* _Work to complete_:
Retype every line of the data below word for word, keeping the original line order.

>> Begin Items

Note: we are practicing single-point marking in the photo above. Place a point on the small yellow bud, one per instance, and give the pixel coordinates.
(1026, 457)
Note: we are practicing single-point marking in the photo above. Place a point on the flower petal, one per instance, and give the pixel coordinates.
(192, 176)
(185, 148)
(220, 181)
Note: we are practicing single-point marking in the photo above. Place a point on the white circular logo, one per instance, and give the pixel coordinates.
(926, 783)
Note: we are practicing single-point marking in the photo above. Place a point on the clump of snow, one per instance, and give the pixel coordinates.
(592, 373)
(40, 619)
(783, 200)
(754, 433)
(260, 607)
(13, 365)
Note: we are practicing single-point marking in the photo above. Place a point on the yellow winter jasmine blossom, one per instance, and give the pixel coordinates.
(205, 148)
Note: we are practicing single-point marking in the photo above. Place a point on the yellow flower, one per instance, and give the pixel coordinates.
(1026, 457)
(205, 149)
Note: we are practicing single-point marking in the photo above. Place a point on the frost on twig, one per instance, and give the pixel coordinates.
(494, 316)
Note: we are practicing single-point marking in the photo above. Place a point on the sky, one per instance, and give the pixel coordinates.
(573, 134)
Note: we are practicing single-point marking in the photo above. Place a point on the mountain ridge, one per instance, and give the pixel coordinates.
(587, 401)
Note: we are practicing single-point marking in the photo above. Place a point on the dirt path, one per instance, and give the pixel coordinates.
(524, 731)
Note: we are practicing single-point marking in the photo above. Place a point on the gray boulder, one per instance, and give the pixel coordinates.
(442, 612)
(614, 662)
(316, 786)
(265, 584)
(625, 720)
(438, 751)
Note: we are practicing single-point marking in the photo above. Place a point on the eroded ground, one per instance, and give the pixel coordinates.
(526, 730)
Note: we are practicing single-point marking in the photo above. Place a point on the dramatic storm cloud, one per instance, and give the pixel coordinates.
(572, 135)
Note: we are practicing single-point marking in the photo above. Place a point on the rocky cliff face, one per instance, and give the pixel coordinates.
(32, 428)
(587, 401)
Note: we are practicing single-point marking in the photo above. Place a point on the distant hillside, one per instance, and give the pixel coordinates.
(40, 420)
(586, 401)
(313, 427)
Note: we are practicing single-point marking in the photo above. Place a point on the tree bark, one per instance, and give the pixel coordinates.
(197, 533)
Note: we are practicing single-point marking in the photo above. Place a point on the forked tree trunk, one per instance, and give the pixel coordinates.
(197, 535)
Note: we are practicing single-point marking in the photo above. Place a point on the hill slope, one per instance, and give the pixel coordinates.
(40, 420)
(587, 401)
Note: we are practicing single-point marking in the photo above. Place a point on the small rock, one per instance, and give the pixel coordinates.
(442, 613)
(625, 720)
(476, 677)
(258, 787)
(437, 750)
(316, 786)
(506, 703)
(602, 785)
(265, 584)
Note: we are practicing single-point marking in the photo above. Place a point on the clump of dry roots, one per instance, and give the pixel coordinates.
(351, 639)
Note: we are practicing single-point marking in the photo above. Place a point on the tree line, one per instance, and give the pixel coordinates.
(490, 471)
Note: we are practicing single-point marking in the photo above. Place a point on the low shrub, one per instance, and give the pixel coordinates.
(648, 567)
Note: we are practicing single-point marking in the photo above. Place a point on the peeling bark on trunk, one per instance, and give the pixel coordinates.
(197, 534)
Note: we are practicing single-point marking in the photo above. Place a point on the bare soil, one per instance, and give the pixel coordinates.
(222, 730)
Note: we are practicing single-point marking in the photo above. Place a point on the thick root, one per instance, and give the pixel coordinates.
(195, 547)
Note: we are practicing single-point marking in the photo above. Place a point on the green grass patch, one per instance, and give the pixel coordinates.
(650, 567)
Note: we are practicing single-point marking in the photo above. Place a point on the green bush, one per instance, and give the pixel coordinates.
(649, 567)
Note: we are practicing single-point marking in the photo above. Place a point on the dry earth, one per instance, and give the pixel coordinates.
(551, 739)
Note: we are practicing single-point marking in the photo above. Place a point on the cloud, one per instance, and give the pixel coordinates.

>> End Items

* _Completed task_:
Note: we are practicing single-point marking in the photo above. Place a point on the small yellow bud, one per instance, and give the pixel coordinates.
(1026, 457)
Note: we are practicing single-point marking in the photo above. Place a point on the flower petal, one per instance, and give the pixel coordinates.
(192, 176)
(185, 148)
(220, 181)
Note: we are practicing single-point marking in the photo above. Place a point on the white circular logo, one per instance, and give the pixel coordinates.
(926, 783)
Note: we are practicing single-point marking in the photo above. Place a point on the clump of snow, one per instance, and give the pixel coordinates.
(592, 373)
(40, 619)
(783, 200)
(754, 433)
(260, 607)
(13, 365)
Note: we are practicing single-point marking in the photo above. Place a point on the yellow winter jasmine blossom, one per instance, and give the pixel coordinates.
(205, 148)
Note: we are practicing single-point marking in the photo above. Place a point on the yellow flower, one per instance, and give the pixel coordinates.
(1026, 457)
(205, 149)
Note: we are practicing single-point marking in the photo above. Place a point on the frost on twig, one per instance, and give the pixel coordinates.
(494, 316)
Note: we are practicing single-point marking in the photo above. Place a point on the sky, one per instance, and give the pixel coordinates.
(573, 134)
Note: we are practicing single-point marking in the photo above. Place a point on the mountain ridge, one per instance, and give the pixel coordinates.
(587, 401)
Note: we are practicing single-point marking in the photo above. Place a point on the dirt path, one per instance, and give the pixel coordinates.
(524, 731)
Note: we are practicing single-point marking in the photo above. Place a point on the gray boulder, one per instance, and give the pixel coordinates.
(442, 612)
(614, 662)
(316, 786)
(265, 584)
(625, 720)
(438, 751)
Note: we are practicing single-point marking in the photo above. Place a point on the eroded ground, one per instance, and give the pixel coordinates.
(526, 730)
Note: we are practicing single-point marking in the photo above. Place a point on the dramatic storm cloud, one per instance, and give the pixel coordinates.
(572, 135)
Note: we are practicing single-point marking in the photo above. Place a point on the rocky cliff face, one per instance, and give the pixel coordinates.
(32, 428)
(587, 401)
Note: we are practicing single-point marking in the photo above. Place a point on the distant hillside, one per instance, and give the pixel coordinates.
(40, 420)
(586, 401)
(313, 427)
Note: we are practicing single-point marking in the photo above. Place a point on the tree bark, one per instance, and give the pixel coordinates.
(197, 533)
Note: we are practicing single-point marking in the photo above. Place a point on the forked tree trunk, one per instance, and give the pixel coordinates.
(197, 535)
Note: we are practicing single-point marking in the photo above. Place a point on the hill slope, one per instance, and give the pixel coordinates.
(40, 420)
(587, 401)
Note: we are practicing single-point marking in the photo above. Place a point on the small rock, one per instance, and give the pixel coordinates.
(442, 613)
(625, 720)
(476, 677)
(258, 787)
(437, 750)
(316, 786)
(506, 703)
(602, 785)
(265, 584)
Note: we are practicing single-point marking in the photo above. Place a point on the clump of dry roots, one per instance, and give the pixel coordinates.
(351, 639)
Note: we are practicing single-point marking in the photo above. Place a point on the tree line, one per instance, and give the pixel coordinates.
(490, 471)
Note: we are practicing single-point marking in the photo above. Place a point on the low shrub, one per instance, and give the pixel coordinates.
(648, 567)
Note: we are practicing single-point marking in the photo above. Place a point on the peeling bark on trunk, one per instance, and give the pixel coordinates.
(197, 534)
Note: we are practicing single-point marking in the photo above. Place a point on the bare soil, one per instance, and give the pixel coordinates.
(222, 730)
Note: we are practicing single-point marking in the photo above. Place a point on the thick root, one per instance, and give the pixel coordinates.
(195, 547)
Note: we are practicing single-point marking in the photo above. Place a point on the green grass patch, one per instance, and give the pixel coordinates.
(650, 567)
Note: we are practicing single-point marking in the photo above. Place a point on the green bush, one per instance, and give the pixel coordinates.
(649, 567)
Note: we are practicing single-point marking in the photo above. Place a point on the dry earth, one per instance, and give the pixel coordinates.
(551, 739)
Note: we are practicing single-point marking in the photo above. Place a point on the cloud, one per instance, and give the pixel coordinates.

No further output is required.